TASK DESCRIPTION >>
An exact copy of every entry is needed, with the images left out.

(Referring expression data)
[Start of Attachment]

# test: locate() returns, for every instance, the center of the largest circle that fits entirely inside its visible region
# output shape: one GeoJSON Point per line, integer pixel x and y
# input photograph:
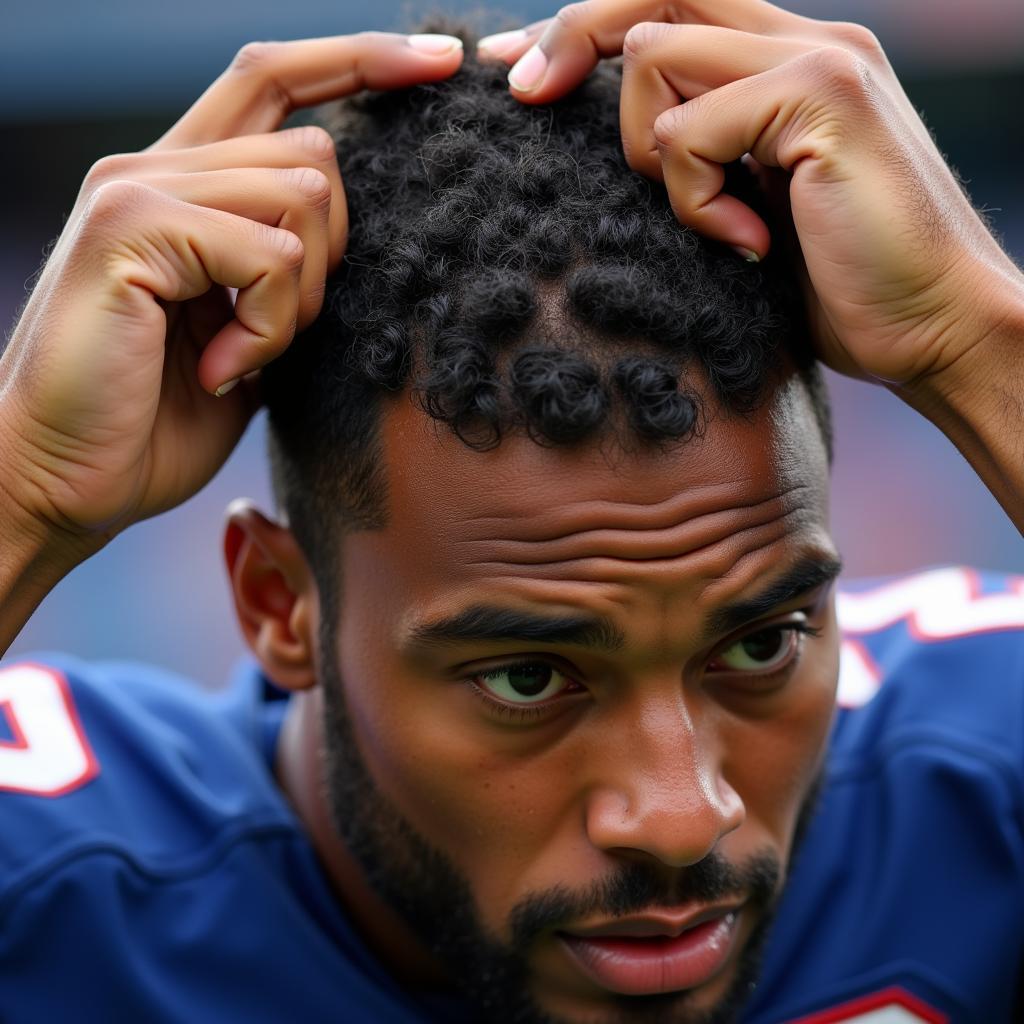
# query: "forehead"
{"type": "Point", "coordinates": [565, 524]}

[End of Attachment]

RESULT FOR THIS TASK >>
# test: locate() returns, for every instance, the center of the largest circle that fits entirely inside its visible region
# output shape: one GeoJSON Point per line, integer pixel x and y
# input photograph:
# query: "forehead"
{"type": "Point", "coordinates": [565, 524]}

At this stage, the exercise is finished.